= SUPPLIED RECORDS =
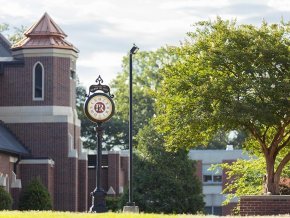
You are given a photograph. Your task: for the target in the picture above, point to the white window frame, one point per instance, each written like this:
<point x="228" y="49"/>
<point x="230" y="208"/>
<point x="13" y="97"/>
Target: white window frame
<point x="33" y="83"/>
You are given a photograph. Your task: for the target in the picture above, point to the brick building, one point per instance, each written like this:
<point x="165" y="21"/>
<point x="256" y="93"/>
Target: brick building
<point x="39" y="129"/>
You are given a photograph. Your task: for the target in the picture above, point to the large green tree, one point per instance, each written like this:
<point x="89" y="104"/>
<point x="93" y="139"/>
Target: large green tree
<point x="231" y="77"/>
<point x="164" y="181"/>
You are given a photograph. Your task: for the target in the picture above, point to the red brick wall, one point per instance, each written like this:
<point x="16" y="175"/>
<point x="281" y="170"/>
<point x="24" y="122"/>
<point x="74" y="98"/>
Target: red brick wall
<point x="265" y="205"/>
<point x="45" y="172"/>
<point x="51" y="140"/>
<point x="83" y="186"/>
<point x="17" y="83"/>
<point x="4" y="164"/>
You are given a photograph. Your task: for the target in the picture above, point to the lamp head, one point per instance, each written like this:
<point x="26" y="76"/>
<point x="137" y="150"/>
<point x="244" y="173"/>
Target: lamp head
<point x="134" y="49"/>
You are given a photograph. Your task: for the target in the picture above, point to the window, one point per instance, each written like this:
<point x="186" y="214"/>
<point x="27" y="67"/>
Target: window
<point x="38" y="82"/>
<point x="211" y="177"/>
<point x="214" y="210"/>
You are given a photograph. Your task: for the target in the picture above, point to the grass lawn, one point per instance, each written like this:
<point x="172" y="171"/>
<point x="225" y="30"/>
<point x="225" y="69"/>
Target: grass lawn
<point x="49" y="214"/>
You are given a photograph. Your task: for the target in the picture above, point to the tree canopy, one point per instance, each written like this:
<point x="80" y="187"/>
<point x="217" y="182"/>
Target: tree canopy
<point x="230" y="77"/>
<point x="164" y="181"/>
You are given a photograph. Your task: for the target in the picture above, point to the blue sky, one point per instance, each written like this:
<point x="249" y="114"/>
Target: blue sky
<point x="104" y="30"/>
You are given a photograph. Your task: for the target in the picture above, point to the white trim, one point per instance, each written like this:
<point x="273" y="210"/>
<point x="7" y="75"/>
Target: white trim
<point x="37" y="161"/>
<point x="71" y="151"/>
<point x="45" y="52"/>
<point x="33" y="82"/>
<point x="39" y="114"/>
<point x="83" y="155"/>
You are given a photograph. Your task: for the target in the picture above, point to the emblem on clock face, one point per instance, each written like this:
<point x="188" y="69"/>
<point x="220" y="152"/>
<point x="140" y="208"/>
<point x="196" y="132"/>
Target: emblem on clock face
<point x="99" y="107"/>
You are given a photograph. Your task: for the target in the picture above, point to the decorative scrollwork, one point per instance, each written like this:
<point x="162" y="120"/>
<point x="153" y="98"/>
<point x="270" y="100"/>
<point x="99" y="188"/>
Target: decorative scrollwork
<point x="100" y="87"/>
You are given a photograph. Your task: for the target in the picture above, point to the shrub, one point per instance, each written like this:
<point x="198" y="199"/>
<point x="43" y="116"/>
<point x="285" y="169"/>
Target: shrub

= WORK INSTRUCTIONS =
Will you set down the records word for word while leaving out every picture?

= CORRECT ANSWER =
You are given a photograph. Your task: for the target in the picture above, point to the white window frame, one point per instance, each written like this:
<point x="228" y="49"/>
<point x="230" y="208"/>
<point x="13" y="97"/>
Target: white window frame
<point x="33" y="83"/>
You are given a photograph. Your task: for the target in the picture above, point to the brick building, one point per instance, each written like this:
<point x="165" y="21"/>
<point x="256" y="93"/>
Target: brick building
<point x="39" y="129"/>
You are given a photograph. Your task: for the target in the picture above, point to the large green tree, one point per instance, each written like this:
<point x="89" y="104"/>
<point x="93" y="139"/>
Target: large green tree
<point x="231" y="77"/>
<point x="164" y="181"/>
You are given a photograph. Your task: for the target in the picture above, point to the red brick wall, one point per instance, each written like this:
<point x="16" y="175"/>
<point x="281" y="170"/>
<point x="24" y="122"/>
<point x="74" y="98"/>
Target: red brick wall
<point x="265" y="205"/>
<point x="45" y="172"/>
<point x="51" y="140"/>
<point x="83" y="186"/>
<point x="17" y="83"/>
<point x="4" y="164"/>
You are given a photograph. Your task: for the target in the picture above, point to the lamp head, one point per instance, each written like this:
<point x="26" y="76"/>
<point x="137" y="150"/>
<point x="244" y="173"/>
Target: lamp head
<point x="134" y="49"/>
You are given a photograph. Your task: for the target in the picture above, point to the window, one point per instance, each written like this:
<point x="186" y="214"/>
<point x="27" y="67"/>
Target: window
<point x="38" y="82"/>
<point x="211" y="177"/>
<point x="214" y="210"/>
You are given a photograph. Your task: for the target in the picture above, point to the grass lawn, one point per instance, each written like this:
<point x="172" y="171"/>
<point x="225" y="30"/>
<point x="225" y="69"/>
Target: grass lawn
<point x="49" y="214"/>
You are given a photograph. Your task: for the target in the picture above, point to the tree canopy, one point per instance, each written like this:
<point x="80" y="187"/>
<point x="217" y="182"/>
Target: tree canopy
<point x="230" y="77"/>
<point x="164" y="181"/>
You are given a photograph. Your task: for the target in the picture above, point to the blue sky, one point per instance, each written like this:
<point x="249" y="114"/>
Target: blue sky
<point x="104" y="30"/>
You are given a photograph. Your task: for the target in the picture above, point to the white trim, one point per instance, each written like this:
<point x="273" y="210"/>
<point x="7" y="75"/>
Target: white trim
<point x="37" y="161"/>
<point x="71" y="151"/>
<point x="45" y="52"/>
<point x="33" y="82"/>
<point x="39" y="114"/>
<point x="83" y="155"/>
You are given a photograph. Your task: for the target in the picture above, point to the emblem on clock face, one point per instance, each written like this:
<point x="188" y="69"/>
<point x="220" y="152"/>
<point x="140" y="208"/>
<point x="196" y="132"/>
Target: emblem on clock face
<point x="99" y="107"/>
You are given a photograph. Your task: for the target in the picture above, point to the decorative scrollwork, one point per instance, each written like this:
<point x="162" y="120"/>
<point x="153" y="98"/>
<point x="270" y="100"/>
<point x="99" y="188"/>
Target: decorative scrollwork
<point x="100" y="87"/>
You are given a photograph. Your task: for the target in the picture above, point to the shrub, one point per instance, each written like this:
<point x="198" y="199"/>
<point x="43" y="116"/>
<point x="285" y="169"/>
Target: shrub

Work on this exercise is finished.